TASK
Counting case as significant, how many lines in the records below include the string "blurred"? Reply with the number only.

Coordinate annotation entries
____

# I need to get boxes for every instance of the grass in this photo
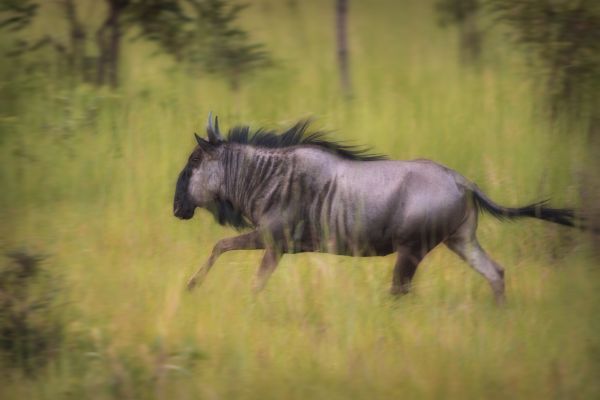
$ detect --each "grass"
[0,0,600,399]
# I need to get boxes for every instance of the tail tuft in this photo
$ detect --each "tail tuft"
[471,186,580,227]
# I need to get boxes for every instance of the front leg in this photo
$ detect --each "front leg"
[252,246,282,293]
[187,231,265,290]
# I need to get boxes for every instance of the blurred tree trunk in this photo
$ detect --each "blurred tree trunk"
[96,0,129,88]
[63,0,85,79]
[335,0,352,98]
[581,114,600,261]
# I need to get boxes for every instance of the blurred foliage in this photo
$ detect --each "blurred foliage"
[488,0,600,119]
[0,0,600,400]
[130,0,272,91]
[0,0,272,90]
[0,251,64,374]
[435,0,484,65]
[0,0,39,31]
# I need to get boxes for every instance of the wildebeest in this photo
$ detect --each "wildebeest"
[173,114,575,302]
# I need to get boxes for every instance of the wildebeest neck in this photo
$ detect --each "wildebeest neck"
[221,145,293,226]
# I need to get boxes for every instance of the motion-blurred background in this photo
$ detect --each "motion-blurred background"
[0,0,600,399]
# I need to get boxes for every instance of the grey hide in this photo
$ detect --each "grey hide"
[174,118,574,302]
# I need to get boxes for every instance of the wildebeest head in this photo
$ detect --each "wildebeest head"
[173,113,223,219]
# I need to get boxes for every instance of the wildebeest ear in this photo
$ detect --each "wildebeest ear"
[194,133,212,151]
[206,112,223,144]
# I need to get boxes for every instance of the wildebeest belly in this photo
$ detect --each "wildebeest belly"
[302,158,467,256]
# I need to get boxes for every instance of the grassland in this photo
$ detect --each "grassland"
[0,0,600,399]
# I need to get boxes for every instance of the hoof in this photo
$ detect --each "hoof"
[187,278,198,292]
[390,286,408,297]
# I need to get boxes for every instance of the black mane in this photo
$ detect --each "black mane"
[225,121,387,161]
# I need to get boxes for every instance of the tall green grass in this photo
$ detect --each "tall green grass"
[0,0,600,399]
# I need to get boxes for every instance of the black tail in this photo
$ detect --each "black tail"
[471,185,581,227]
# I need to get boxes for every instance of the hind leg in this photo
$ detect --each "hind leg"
[446,235,505,304]
[390,247,424,296]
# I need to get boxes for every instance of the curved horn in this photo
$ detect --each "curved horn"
[206,111,223,144]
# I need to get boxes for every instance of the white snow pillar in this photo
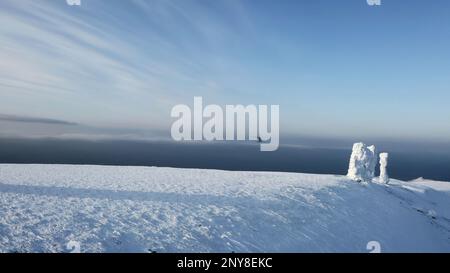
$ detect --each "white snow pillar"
[380,153,389,184]
[347,142,377,181]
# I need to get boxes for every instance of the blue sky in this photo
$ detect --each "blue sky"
[0,0,450,141]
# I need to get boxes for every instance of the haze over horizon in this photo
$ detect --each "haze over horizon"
[0,0,450,143]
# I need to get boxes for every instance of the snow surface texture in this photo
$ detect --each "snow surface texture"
[0,164,450,252]
[347,142,377,182]
[379,153,389,184]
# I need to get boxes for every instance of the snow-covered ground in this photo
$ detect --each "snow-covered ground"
[0,164,450,252]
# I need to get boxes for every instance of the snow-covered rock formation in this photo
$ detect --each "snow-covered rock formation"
[347,142,377,181]
[379,153,389,184]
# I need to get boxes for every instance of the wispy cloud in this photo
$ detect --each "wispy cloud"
[0,114,77,125]
[0,0,253,132]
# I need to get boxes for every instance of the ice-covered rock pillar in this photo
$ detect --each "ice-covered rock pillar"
[367,145,377,179]
[347,142,377,181]
[380,153,389,184]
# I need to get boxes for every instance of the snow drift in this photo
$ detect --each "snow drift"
[0,164,450,252]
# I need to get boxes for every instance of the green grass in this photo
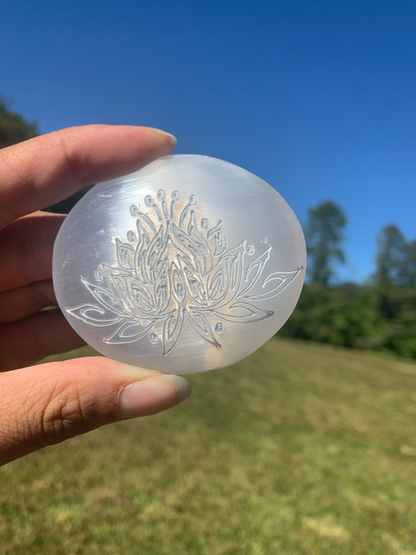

____

ANSWER TO THE TASK
6